__TASKS TO CARRY OUT__.
[a] In the text about Actors Centre Australia, copy everything from "Actors Centre Australia" down to "and Operational staff." word for word.
[b] List every year mentioned in the text about Actors Centre Australia.
[c] Write what comes next in the text about Actors Centre Australia, starting after its last sentence.

Actors Centre Australia is a private, dramatic arts and acting school offering both certificate and degree level qualifications, based in Leichhardt, an Inner West suburb of Sydney, in New South Wales, Australia.

History
ACA was founded in 1987 by Dean Carey, then aged 27. He has remained associated with ACA since, while also having a varied national and international teaching, production, and performing career.

Patron
Hugh Jackman is Patron of ACA. He graduated from ACA's full-time acting course in 1991. Having established a national and international career, Jackman accepted the role of Patron in 2007 and continues to support the ACA.

Organisation
ACA is a trading name of the Australian registered company, ACA Sydney Pty Ltd ABN 13 601 586 467 which is also a Registered Training Organisation (RTO) (Code:45065).
 
Staff are organised as Executive Teaching, Teaching, and Operational staff.

Saved entries
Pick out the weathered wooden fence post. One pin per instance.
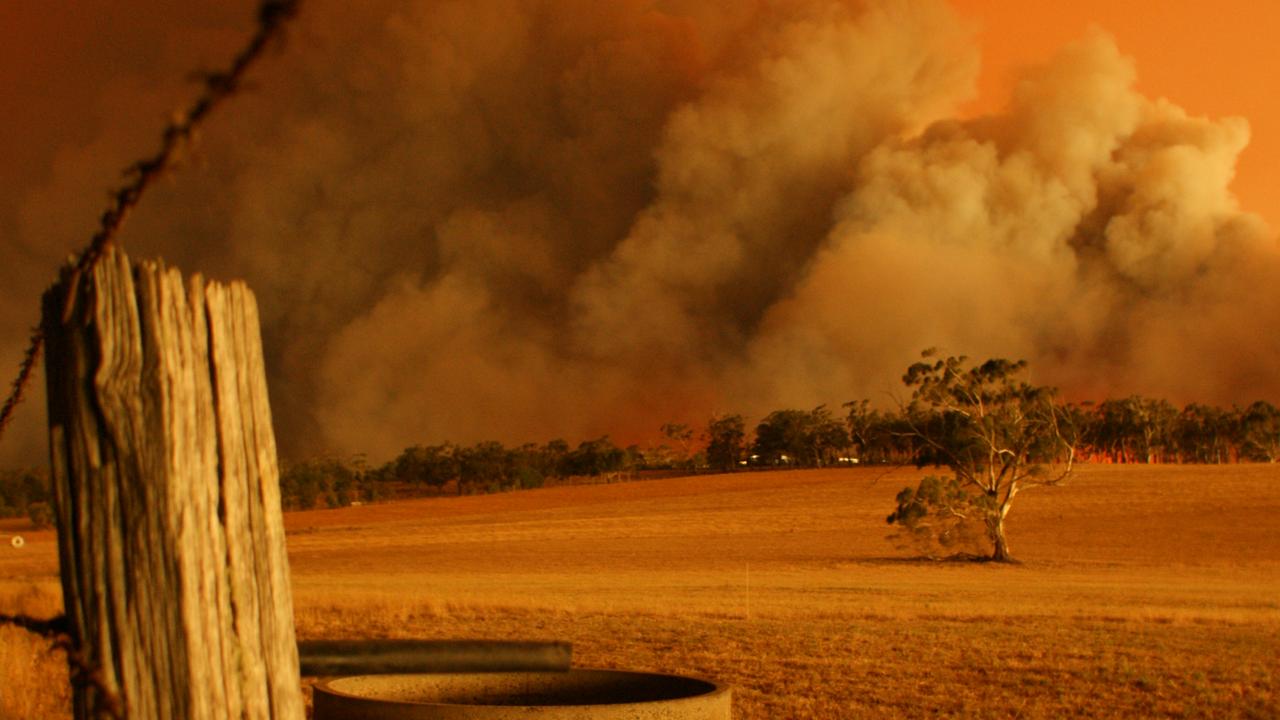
(167, 491)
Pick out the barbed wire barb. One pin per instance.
(218, 86)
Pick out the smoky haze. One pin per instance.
(525, 219)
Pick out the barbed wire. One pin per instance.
(218, 86)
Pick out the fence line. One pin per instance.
(218, 86)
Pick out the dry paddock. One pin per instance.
(1141, 592)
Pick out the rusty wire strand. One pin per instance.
(218, 86)
(272, 18)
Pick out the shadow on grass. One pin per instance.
(922, 560)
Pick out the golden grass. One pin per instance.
(1142, 592)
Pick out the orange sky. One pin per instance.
(1212, 58)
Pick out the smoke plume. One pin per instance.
(522, 219)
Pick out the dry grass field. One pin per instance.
(1142, 591)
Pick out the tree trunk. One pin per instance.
(1000, 552)
(996, 532)
(167, 497)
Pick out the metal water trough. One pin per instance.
(493, 680)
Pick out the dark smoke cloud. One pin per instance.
(535, 218)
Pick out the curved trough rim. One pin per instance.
(717, 689)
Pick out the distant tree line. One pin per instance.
(24, 493)
(1132, 429)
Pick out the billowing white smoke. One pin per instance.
(522, 219)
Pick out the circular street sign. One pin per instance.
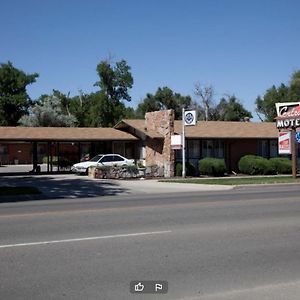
(189, 118)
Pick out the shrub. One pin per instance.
(212, 166)
(189, 169)
(281, 165)
(256, 165)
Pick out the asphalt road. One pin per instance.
(238, 244)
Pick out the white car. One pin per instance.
(102, 160)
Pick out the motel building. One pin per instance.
(147, 141)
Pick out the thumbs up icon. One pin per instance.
(139, 287)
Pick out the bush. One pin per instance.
(281, 165)
(212, 166)
(189, 169)
(256, 165)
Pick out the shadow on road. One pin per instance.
(61, 186)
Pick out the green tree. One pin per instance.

__ANSWERS IN ORDER__.
[a]
Actors Centre Australia is a private, dramatic arts and acting school offering both certificate and degree level qualifications, based in Leichhardt, an Inner West suburb of Sydney, in New South Wales, Australia.

History
ACA was founded in 1987 by Dean Carey, then aged 27. He has remained associated with ACA since, while also having a varied national and international teaching, production, and performing career.

Patron
Hugh Jackman is Patron of ACA. He graduated from ACA's full-time acting course in 1991. Having established a national and international career, Jackman accepted the role of Patron in 2007 and continues to support the ACA.

Organisation
ACA is a trading name of the Australian registered company, ACA Sydney Pty Ltd ABN 13 601 586 467 which is also a Registered Training Organisation (RTO) (Code:45065).
 
Staff are organised as Executive Teaching, Teaching, and Operational staff.

[b] 1987, 1991, 2007

[c]
The ACA's Forum Performance Precinct comprises: “The Italian Forum” - an open-air piazza and fountain; amphitheatre; a 300-seat versatile performance space; blackbox theatre; rehearsal rooms; conference facility; dance studio; licensed bar; demonstration kitchen; commercial kitchen; and, art gallery.

Courses
 Bachelor of Performing Arts (Stage and Screen) – 3 years (in association with Torrens University Australia)
 Masterclasses (Online via Zoom)
 Foundation Program - 5 months

Also offered, previously:
Advanced Diploma in Performing Arts, Acting – 2.5 years
10 Week Programs – Stage, Screen, Casting.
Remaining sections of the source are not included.